> **STATED TASK**: Identify the line that contains "One point for each instance of the bush, each" in the material. Output it and every line after it, unchanged, through the end.

[Coordinate annotation records]
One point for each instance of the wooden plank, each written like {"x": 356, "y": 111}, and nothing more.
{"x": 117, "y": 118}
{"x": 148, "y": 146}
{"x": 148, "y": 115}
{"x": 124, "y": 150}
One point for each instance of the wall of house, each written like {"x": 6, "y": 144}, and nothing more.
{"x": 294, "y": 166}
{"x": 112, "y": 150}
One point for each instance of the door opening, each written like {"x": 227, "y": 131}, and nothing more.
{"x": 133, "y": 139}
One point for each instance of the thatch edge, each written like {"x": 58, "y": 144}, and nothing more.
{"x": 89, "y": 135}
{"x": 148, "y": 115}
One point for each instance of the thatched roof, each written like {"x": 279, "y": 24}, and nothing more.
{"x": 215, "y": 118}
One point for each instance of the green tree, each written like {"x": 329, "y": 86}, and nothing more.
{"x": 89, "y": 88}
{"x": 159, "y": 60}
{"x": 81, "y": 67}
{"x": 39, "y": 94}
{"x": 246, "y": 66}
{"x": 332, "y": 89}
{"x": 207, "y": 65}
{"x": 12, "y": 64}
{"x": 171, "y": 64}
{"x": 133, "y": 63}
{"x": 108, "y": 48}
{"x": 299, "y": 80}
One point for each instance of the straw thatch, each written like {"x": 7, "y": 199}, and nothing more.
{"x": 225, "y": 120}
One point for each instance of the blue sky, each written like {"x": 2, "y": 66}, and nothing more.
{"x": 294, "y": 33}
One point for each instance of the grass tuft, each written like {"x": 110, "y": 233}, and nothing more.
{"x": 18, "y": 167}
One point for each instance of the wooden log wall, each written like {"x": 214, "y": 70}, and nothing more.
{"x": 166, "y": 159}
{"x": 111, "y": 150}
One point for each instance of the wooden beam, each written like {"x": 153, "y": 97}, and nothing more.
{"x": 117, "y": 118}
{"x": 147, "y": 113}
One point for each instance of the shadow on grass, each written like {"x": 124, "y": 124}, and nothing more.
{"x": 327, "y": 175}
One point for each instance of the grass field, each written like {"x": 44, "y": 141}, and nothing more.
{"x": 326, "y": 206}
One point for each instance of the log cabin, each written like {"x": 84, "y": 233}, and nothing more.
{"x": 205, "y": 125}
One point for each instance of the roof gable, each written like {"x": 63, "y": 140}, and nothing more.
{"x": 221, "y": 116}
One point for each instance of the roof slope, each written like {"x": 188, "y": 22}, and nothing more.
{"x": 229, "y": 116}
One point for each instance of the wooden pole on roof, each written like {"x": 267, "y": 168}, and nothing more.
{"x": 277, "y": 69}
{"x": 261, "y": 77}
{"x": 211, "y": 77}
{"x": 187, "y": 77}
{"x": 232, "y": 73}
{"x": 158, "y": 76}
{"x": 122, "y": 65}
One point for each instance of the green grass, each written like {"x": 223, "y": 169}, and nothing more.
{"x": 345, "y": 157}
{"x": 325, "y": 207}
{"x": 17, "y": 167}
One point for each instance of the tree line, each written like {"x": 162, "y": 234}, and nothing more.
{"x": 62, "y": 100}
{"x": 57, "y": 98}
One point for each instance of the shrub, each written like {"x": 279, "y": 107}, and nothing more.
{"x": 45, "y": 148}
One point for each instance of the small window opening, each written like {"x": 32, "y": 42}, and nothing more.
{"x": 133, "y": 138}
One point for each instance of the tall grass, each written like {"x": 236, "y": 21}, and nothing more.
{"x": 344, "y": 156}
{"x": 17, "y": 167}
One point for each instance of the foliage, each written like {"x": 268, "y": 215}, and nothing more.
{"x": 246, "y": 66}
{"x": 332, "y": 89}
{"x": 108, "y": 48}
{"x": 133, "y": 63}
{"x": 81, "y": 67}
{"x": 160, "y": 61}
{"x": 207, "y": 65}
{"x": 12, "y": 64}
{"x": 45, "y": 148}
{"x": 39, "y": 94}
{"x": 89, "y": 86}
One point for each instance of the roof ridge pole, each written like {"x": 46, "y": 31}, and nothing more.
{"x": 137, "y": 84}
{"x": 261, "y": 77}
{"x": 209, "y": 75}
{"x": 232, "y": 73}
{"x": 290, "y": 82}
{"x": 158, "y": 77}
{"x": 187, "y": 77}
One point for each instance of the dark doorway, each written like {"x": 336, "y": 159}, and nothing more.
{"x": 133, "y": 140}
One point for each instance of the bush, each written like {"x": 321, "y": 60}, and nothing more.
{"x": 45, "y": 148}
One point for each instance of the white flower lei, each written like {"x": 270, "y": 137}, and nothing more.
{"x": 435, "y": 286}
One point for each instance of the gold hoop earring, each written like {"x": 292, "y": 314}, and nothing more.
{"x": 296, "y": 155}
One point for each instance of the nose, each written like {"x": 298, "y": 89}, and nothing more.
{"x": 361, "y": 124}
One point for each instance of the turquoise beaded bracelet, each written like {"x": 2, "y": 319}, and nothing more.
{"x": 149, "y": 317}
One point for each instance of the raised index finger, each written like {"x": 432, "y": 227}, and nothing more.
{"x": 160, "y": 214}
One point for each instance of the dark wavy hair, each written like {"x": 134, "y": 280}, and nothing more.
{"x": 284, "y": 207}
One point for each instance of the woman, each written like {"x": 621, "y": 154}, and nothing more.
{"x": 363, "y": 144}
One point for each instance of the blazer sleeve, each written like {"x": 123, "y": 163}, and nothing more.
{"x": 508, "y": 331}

> **EXERCISE SOLUTION**:
One point for each instance of the bush, each written like {"x": 321, "y": 60}, and nothing more.
{"x": 45, "y": 148}
One point for each instance of the white flower lei, each written like {"x": 270, "y": 137}, and nothing more.
{"x": 435, "y": 286}
One point for each instance of the gold hoop earring, each written like {"x": 292, "y": 314}, and nothing more.
{"x": 296, "y": 155}
One point for each instance of the nose, each written like {"x": 298, "y": 89}, and nothing more.
{"x": 361, "y": 124}
One point for each instance of the turquoise beaded bracelet, each written like {"x": 2, "y": 319}, and nothing more.
{"x": 149, "y": 317}
One point for each instance of the raised index finger, each written like {"x": 432, "y": 227}, and nothing more.
{"x": 160, "y": 214}
One point for each instance of the dark wavy hair, each written like {"x": 134, "y": 280}, and nothing more.
{"x": 284, "y": 207}
One point for each instance of the woman, each written like {"x": 621, "y": 154}, and nothing more.
{"x": 363, "y": 144}
One point for each instance of the blazer sleeve, each written like {"x": 123, "y": 163}, and nothing more.
{"x": 508, "y": 331}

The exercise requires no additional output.